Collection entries
▼

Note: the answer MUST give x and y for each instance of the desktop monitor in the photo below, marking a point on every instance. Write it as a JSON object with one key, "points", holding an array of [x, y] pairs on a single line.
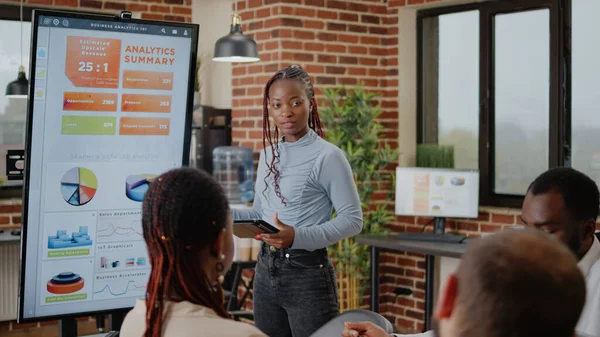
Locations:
{"points": [[110, 106], [437, 193]]}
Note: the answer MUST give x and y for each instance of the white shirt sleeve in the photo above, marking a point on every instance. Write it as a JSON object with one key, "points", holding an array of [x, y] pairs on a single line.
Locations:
{"points": [[589, 321]]}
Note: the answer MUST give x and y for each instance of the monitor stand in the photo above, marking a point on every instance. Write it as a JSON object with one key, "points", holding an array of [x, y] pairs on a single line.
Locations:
{"points": [[438, 235], [67, 327]]}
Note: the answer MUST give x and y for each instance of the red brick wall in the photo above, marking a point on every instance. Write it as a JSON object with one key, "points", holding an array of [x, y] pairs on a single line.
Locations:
{"points": [[343, 42], [10, 210], [336, 42]]}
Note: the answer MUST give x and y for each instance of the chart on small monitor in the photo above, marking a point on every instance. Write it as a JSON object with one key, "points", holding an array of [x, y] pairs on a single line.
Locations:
{"points": [[437, 192], [110, 111]]}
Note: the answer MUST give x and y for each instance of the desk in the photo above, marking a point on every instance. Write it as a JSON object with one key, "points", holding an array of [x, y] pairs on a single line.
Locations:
{"points": [[430, 249]]}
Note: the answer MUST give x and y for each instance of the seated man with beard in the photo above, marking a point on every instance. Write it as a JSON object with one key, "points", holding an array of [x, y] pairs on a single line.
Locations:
{"points": [[514, 283], [564, 202]]}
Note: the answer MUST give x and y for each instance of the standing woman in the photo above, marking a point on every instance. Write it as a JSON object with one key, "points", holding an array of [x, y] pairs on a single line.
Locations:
{"points": [[301, 179]]}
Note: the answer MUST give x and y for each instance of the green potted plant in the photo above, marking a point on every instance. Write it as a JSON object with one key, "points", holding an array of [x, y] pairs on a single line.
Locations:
{"points": [[435, 156], [350, 120]]}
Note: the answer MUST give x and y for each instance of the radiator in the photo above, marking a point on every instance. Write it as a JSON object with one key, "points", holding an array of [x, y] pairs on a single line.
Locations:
{"points": [[9, 280]]}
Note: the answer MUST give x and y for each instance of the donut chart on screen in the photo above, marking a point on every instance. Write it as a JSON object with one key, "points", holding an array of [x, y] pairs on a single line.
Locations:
{"points": [[78, 186], [136, 186], [65, 283]]}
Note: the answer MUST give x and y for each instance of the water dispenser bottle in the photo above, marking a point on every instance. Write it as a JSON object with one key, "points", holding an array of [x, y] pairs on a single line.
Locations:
{"points": [[233, 168]]}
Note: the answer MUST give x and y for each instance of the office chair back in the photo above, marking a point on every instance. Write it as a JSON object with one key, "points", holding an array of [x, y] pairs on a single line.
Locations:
{"points": [[335, 327]]}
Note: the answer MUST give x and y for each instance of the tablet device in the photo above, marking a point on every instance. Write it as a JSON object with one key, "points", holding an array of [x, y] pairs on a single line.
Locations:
{"points": [[247, 229]]}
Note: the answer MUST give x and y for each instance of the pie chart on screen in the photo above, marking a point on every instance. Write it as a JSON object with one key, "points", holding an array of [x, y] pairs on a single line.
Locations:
{"points": [[137, 185], [78, 186]]}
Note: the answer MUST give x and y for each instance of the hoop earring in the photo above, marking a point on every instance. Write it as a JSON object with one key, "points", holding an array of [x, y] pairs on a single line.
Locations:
{"points": [[220, 267]]}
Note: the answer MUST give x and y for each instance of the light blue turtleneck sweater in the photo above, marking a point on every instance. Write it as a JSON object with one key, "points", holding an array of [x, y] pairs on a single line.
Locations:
{"points": [[315, 179]]}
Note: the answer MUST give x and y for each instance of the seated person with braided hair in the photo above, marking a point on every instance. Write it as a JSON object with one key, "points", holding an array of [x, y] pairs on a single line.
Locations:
{"points": [[188, 231], [519, 283]]}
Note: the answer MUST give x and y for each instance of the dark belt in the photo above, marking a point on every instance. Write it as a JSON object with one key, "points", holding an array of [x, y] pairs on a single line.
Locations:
{"points": [[287, 251]]}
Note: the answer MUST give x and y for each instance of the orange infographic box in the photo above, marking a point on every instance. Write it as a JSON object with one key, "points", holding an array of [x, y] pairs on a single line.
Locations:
{"points": [[89, 101], [93, 62], [150, 80], [145, 103], [138, 126]]}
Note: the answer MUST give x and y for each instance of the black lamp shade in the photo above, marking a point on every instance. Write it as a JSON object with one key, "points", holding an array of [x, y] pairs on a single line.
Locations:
{"points": [[236, 47], [20, 86]]}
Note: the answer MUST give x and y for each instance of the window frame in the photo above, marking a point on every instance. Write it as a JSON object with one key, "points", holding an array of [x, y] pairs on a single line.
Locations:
{"points": [[559, 86]]}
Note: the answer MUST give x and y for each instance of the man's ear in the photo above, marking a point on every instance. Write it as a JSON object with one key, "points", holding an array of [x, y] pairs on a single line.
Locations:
{"points": [[217, 247], [589, 229], [445, 304]]}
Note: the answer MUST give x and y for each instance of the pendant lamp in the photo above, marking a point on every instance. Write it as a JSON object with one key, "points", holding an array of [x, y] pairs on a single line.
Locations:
{"points": [[20, 86], [236, 47]]}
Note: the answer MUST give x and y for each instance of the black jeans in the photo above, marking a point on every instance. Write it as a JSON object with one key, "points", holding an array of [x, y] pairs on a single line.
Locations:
{"points": [[295, 292]]}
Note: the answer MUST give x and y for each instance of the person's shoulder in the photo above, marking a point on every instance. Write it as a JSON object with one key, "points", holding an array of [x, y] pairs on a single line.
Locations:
{"points": [[594, 275], [330, 151]]}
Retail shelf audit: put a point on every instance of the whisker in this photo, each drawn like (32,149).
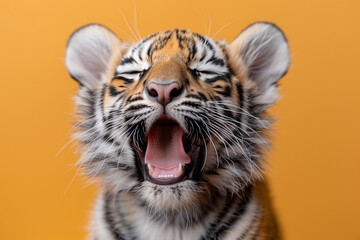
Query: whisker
(128,25)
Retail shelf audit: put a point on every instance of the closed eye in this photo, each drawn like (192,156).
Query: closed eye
(205,74)
(133,74)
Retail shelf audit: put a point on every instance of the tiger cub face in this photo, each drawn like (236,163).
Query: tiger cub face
(176,119)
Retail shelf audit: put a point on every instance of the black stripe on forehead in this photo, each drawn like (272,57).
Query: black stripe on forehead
(159,43)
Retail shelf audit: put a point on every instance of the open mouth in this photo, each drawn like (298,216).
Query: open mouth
(170,155)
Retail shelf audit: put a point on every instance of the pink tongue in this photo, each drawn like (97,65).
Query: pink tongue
(165,149)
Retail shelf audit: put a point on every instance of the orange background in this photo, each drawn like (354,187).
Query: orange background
(316,158)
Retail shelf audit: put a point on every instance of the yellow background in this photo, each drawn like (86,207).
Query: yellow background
(315,162)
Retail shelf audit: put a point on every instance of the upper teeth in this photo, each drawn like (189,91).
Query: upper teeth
(151,169)
(180,169)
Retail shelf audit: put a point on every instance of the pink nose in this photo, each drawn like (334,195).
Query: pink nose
(163,93)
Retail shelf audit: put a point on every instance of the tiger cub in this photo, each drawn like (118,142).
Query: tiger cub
(175,126)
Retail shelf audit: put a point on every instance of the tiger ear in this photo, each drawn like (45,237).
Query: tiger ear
(88,54)
(264,53)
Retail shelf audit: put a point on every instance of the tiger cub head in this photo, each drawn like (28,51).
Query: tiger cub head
(178,119)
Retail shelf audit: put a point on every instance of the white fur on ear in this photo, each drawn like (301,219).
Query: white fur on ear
(264,51)
(88,54)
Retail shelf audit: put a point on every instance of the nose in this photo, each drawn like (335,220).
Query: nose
(163,93)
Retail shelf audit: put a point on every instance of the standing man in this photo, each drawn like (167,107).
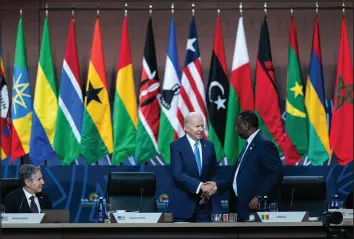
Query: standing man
(194,172)
(29,198)
(258,170)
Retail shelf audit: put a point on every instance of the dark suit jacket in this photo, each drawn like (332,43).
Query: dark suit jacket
(16,202)
(260,174)
(186,179)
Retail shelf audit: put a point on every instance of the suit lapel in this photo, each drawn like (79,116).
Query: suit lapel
(190,154)
(204,157)
(249,151)
(24,207)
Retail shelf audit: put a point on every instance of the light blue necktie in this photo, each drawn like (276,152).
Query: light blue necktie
(197,157)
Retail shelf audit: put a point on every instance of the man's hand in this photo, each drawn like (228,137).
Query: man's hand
(253,204)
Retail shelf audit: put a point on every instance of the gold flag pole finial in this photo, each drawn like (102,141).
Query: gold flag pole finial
(126,9)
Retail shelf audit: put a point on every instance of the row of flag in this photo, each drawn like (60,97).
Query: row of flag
(72,124)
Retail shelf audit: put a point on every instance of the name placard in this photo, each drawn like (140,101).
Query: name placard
(136,217)
(347,213)
(282,216)
(22,217)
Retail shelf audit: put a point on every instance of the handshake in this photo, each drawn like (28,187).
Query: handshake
(208,189)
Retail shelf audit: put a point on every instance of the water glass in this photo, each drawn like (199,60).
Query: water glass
(215,217)
(273,207)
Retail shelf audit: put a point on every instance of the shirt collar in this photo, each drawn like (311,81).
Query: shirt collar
(27,194)
(192,141)
(249,140)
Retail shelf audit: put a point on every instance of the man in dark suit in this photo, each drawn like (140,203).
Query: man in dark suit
(258,170)
(29,198)
(194,172)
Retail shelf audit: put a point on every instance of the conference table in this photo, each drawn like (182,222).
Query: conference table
(170,230)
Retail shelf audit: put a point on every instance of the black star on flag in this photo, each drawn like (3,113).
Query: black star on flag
(92,94)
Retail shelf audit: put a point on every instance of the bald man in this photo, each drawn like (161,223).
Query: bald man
(194,171)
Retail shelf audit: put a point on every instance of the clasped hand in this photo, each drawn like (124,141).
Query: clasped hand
(208,189)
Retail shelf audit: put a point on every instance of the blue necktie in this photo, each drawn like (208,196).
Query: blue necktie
(197,157)
(241,154)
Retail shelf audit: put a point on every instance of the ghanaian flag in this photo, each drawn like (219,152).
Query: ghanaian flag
(96,139)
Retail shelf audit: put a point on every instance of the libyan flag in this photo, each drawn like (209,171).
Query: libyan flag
(218,91)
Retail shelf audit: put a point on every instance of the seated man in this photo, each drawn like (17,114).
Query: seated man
(29,198)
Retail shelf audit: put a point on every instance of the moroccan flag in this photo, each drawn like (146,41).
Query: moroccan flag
(319,150)
(22,104)
(5,122)
(341,137)
(241,95)
(96,134)
(69,119)
(45,104)
(296,117)
(125,113)
(168,98)
(217,93)
(267,103)
(149,108)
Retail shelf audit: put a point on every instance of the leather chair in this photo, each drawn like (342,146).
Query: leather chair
(132,191)
(304,193)
(8,185)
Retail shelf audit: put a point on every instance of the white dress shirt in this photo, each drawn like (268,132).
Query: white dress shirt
(249,141)
(192,143)
(28,195)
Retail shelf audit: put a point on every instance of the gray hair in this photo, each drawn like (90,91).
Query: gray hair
(191,115)
(27,172)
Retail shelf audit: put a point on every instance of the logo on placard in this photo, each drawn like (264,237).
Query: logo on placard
(162,202)
(265,217)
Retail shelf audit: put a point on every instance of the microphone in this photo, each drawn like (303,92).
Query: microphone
(292,197)
(21,203)
(141,198)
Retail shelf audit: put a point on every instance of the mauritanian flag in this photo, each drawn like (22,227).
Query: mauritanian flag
(125,113)
(241,96)
(341,137)
(69,119)
(45,104)
(168,98)
(267,101)
(149,108)
(296,117)
(319,150)
(217,93)
(96,134)
(22,104)
(5,122)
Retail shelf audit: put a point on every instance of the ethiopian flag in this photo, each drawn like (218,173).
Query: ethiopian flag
(125,115)
(96,135)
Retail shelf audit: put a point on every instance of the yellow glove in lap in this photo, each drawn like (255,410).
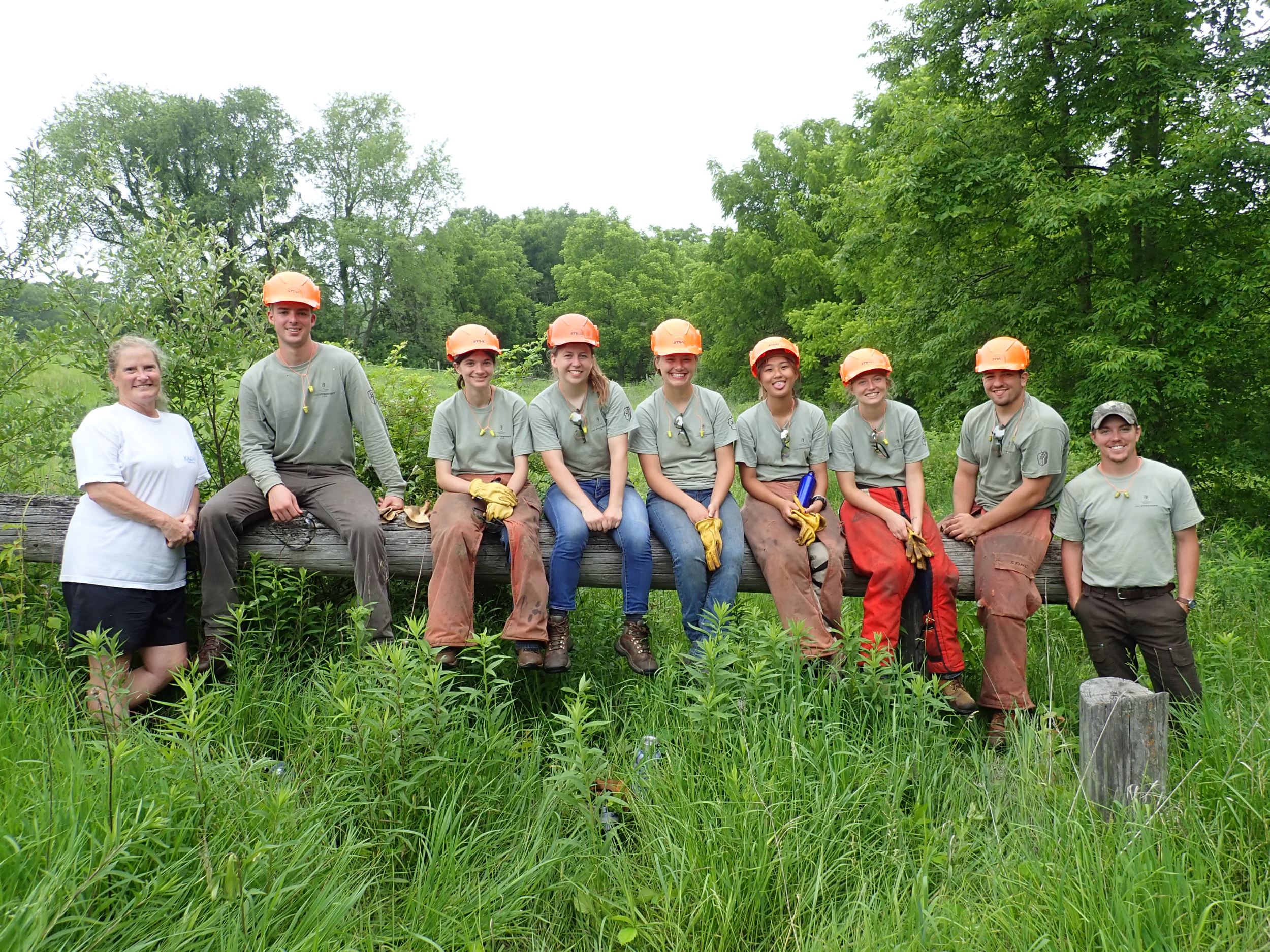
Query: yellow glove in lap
(497,512)
(809,524)
(916,550)
(712,540)
(499,501)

▲

EXERCISE PROMPT :: When a line of the records holds the word "lamp", copy that line.

RESULT FOR THIS TASK ::
Note: the answer MUST give x and y for each instance of the black lamp shade in the photo above, marking a point on every instance. Write it as a JSON object with one key, "points", holding an array of [x, y] pairs on a single line.
Note: the answer MUST give x and y for each instance of the pendant lamp in the photo above, marking a point on every instance. Write it as a JSON object with one key, "points", holding an array of [x, y] pairs on a single line.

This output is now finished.